| EXERCISE AIM |
Which lines in the listing below contain the string "chair"? Copy each of them out, and treat uppercase and lowercase as different.

>> Begin

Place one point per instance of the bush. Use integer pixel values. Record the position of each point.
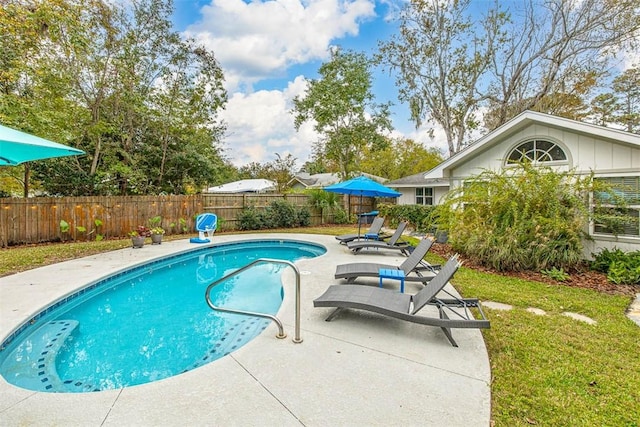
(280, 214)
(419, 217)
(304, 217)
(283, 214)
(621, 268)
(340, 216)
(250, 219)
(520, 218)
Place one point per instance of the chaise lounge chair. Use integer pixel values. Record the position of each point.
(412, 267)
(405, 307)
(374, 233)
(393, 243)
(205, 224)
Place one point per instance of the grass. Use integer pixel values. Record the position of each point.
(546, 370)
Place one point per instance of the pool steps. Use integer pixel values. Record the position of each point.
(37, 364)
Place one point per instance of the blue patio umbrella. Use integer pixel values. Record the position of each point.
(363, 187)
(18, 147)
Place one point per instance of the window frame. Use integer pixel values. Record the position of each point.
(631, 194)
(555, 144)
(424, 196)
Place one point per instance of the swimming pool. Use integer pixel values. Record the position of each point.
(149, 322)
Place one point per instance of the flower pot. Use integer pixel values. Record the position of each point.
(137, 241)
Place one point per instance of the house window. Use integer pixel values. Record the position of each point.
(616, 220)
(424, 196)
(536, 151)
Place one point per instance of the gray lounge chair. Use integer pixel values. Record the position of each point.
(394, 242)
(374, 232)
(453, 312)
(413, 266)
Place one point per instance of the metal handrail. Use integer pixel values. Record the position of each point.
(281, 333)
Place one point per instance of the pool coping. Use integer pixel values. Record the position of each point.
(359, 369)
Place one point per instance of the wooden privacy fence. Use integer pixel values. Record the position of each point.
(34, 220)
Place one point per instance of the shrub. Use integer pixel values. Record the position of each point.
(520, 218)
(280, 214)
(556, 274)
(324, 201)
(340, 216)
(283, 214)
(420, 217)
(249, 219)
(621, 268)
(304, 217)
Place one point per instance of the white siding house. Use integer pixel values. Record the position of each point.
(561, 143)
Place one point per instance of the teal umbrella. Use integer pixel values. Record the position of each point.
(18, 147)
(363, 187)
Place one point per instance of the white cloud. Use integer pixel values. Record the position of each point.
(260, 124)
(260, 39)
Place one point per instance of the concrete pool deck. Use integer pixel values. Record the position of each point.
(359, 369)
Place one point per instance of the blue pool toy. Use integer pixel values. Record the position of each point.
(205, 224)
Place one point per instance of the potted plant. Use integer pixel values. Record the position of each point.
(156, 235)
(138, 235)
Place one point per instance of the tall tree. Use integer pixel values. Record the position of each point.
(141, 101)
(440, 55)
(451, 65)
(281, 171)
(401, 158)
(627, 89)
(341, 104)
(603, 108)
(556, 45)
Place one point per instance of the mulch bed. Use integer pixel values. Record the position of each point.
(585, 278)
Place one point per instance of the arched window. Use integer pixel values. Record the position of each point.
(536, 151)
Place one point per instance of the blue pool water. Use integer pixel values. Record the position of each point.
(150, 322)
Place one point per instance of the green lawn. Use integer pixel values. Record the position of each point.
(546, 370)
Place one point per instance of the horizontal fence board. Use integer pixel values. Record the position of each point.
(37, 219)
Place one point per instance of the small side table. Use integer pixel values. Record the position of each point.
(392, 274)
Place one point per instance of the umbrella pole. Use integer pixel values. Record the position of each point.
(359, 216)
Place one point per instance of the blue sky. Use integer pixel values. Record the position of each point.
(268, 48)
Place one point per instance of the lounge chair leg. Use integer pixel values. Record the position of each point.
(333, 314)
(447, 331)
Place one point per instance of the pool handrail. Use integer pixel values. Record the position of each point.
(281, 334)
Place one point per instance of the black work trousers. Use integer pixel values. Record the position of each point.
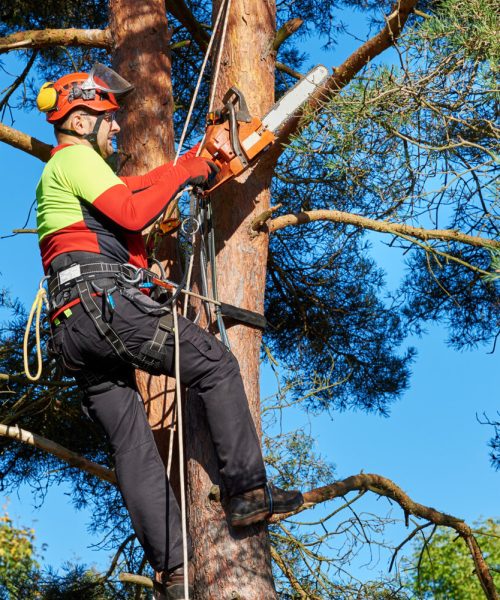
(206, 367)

>> End
>> Begin

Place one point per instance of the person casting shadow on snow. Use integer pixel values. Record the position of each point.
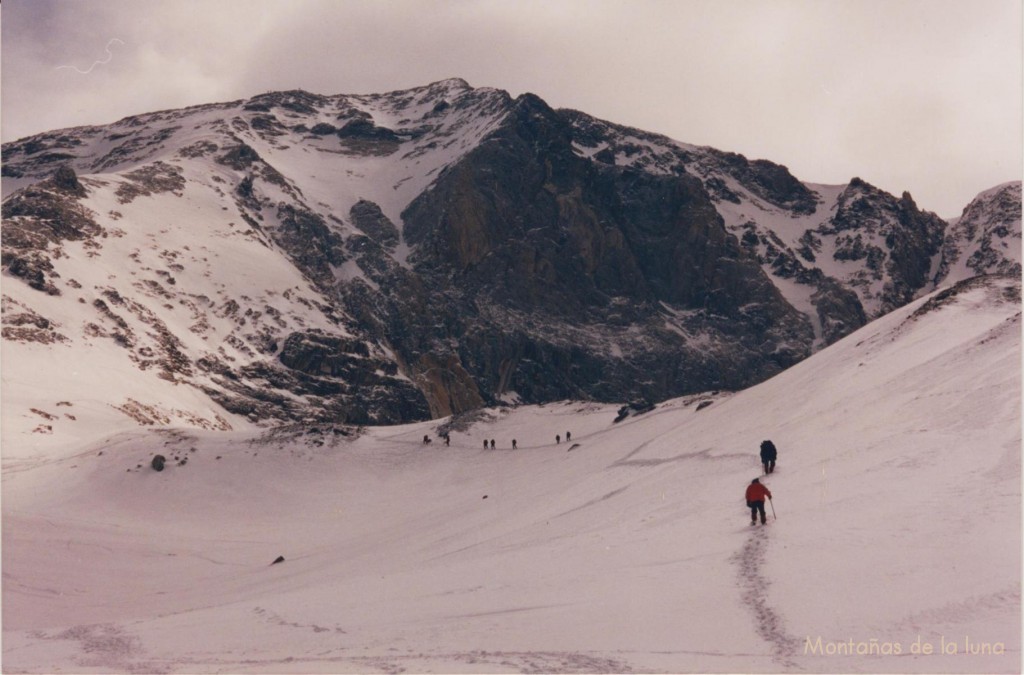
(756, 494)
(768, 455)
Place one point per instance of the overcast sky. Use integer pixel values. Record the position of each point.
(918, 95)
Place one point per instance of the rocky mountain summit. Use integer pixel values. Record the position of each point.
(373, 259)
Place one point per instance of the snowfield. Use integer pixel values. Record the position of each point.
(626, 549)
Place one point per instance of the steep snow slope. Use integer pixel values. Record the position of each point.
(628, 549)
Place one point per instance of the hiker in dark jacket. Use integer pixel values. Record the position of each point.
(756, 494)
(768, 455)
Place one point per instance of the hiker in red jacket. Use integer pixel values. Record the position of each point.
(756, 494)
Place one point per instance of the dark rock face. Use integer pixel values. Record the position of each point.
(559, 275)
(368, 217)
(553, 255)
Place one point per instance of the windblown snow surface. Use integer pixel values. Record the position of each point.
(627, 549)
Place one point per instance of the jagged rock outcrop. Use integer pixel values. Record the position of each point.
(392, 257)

>> End

| RESPONSE FOR THIS EXERCISE |
Place one point per instance of the chaise lounge chair. Use integer pixel values. Record the position of each point.
Place one point per instance of the gray lounge chair. Use integer pixel values. Record the position of each point.
Place one point per instance of the lounge chair leg. Use integer pixel values. Record the position of each point.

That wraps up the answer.